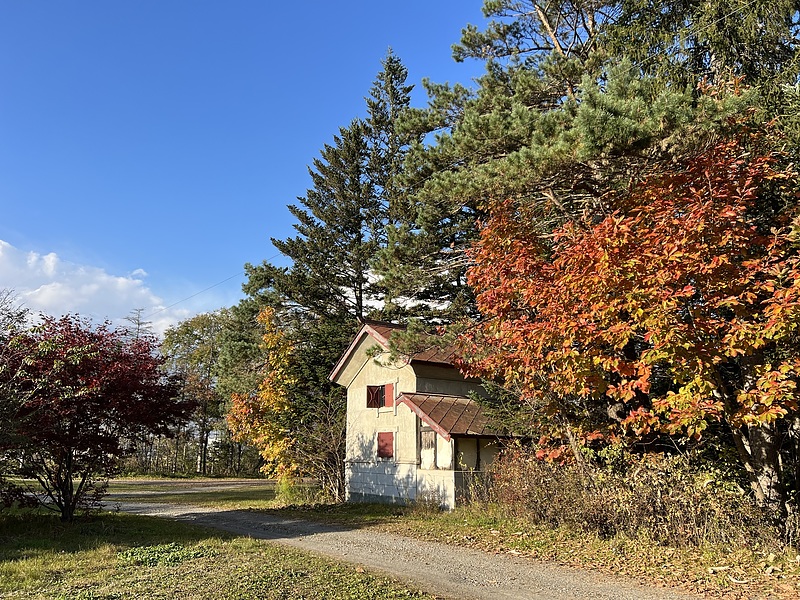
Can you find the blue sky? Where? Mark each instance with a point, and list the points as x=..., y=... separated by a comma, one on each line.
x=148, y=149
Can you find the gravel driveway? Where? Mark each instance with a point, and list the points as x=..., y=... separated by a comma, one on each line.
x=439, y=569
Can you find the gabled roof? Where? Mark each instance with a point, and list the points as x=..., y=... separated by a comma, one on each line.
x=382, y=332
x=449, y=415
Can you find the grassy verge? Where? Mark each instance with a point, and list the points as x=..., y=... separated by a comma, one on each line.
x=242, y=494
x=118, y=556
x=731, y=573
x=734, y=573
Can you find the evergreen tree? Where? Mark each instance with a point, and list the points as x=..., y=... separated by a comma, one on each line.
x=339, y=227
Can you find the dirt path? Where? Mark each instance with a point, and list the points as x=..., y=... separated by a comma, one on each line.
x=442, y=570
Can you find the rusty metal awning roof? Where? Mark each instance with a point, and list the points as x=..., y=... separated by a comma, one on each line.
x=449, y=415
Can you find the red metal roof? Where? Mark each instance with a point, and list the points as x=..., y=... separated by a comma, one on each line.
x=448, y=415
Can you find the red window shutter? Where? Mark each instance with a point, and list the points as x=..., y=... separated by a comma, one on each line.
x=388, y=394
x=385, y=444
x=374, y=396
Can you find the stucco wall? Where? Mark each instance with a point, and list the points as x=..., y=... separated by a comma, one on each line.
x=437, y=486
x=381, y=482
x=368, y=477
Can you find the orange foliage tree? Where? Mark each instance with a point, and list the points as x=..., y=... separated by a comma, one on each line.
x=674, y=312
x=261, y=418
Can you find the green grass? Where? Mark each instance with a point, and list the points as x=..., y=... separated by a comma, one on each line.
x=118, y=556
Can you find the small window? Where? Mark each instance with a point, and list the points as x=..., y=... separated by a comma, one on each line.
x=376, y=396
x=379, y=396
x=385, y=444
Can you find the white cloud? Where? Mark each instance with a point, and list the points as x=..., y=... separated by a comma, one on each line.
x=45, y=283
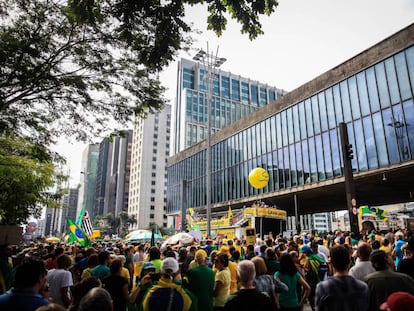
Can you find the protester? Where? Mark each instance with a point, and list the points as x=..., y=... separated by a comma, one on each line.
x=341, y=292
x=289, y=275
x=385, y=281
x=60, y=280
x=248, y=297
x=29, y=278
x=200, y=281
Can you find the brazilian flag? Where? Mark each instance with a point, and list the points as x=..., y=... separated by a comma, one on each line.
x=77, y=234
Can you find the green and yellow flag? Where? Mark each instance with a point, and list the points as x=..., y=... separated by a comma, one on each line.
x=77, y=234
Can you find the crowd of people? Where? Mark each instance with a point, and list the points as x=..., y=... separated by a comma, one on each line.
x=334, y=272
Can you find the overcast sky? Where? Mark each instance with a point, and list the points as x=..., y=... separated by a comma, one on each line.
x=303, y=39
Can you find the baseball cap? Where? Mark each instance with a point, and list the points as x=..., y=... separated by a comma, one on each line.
_ _ _ _ _ _ _
:: DIRECTIONS ::
Please edit every one of the records above, replacing "separated by a comma" with "separated by a semicolon" and changing nothing else. Leave the pictures out.

:: SOLVED EXERCISE ::
Can you find the blue sky? Where? Mark each instance with a point, and list the points as x=..., y=... separated by a semicolon, one on each line.
x=148, y=149
Can you find the gravel driveway? Where? Mark each instance with a point, and list the points as x=..., y=... separated by a semicolon, one on each line.
x=439, y=569
Can you find the gabled roof? Where? Mark each instance with a point, and list the points as x=..., y=... separated by a semicolon, one on each line.
x=382, y=332
x=449, y=415
Can you find the grassy verge? Where? Mark each instance with a point, and list the points as x=..., y=... separated by a semicolon, one on each line.
x=242, y=494
x=118, y=556
x=731, y=573
x=734, y=573
Can you find the evergreen tree? Where? Mark each instance with a point, and list the points as x=..., y=... separated by a semicolon, one on each line.
x=339, y=227
Can you find the dirt path? Where? Mark each instance with a point, and list the points as x=..., y=... separated by a semicolon, one on each line.
x=442, y=570
Can you find the rusty metal awning roof? Where? Mark each instance with a point, and list the points as x=..., y=... separated by a semicolon, one on each line.
x=449, y=415
Can you find the red metal roof? Where? Mark each instance with a point, and list the points as x=..., y=... separated by a semicolon, one on each line.
x=448, y=415
Can you find the red window shutter? Where? Mark each instance with a point, and list the points as x=..., y=... separated by a semicolon, one on each line.
x=388, y=394
x=385, y=444
x=374, y=396
Can you find the stucco wall? Where? Mark each instance with a point, and list the points as x=..., y=... separated by a semicolon, one on each line.
x=437, y=486
x=381, y=482
x=368, y=477
Can you find the orange foliage tree? Where? Mark each instance with a point, and list the points as x=..., y=... separated by a semicolon, one on each line.
x=674, y=312
x=261, y=418
Can you find the green grass? Where? Mark each instance with a point, and list the points as x=..., y=... separated by a semicolon, one on each line.
x=118, y=556
Can you find the small window? Where? Mark each instance with a point, and list the points as x=..., y=... separated by a semicolon, one on each line.
x=376, y=396
x=379, y=396
x=385, y=444
Can you find the white cloud? Where? Mark each instance with a point, and list the points as x=..., y=... separated by a semicolon, one on each line.
x=45, y=283
Can you find the protester? Where? Mark each instance with a point, and list the points as x=..., y=... separated by a semicolon, one on each line.
x=341, y=292
x=289, y=275
x=385, y=281
x=60, y=280
x=248, y=297
x=29, y=278
x=200, y=281
Can you find the brazilian flag? Where? Mark each instance with a point, and list the points as x=..., y=... separated by a semicolon, one on each line.
x=77, y=234
Can you find the green and yellow flag? Where? Mark each instance with a point, and list the points as x=..., y=... separated by a semicolon, one on each line.
x=77, y=234
Can you find the crowd of people? Where? Mark each instance with a point, and list the points as x=..., y=... separated by a semicolon, one on each line.
x=334, y=272
Can you find the overcast sky? Where? Mark each instance with a point, and list the points as x=..., y=... separated by a semicolon, one on each line.
x=303, y=39
Can you find the baseball cap? Where? Mark each instance with a point, and list the points as x=..., y=... separated by a semicolon, one on each line.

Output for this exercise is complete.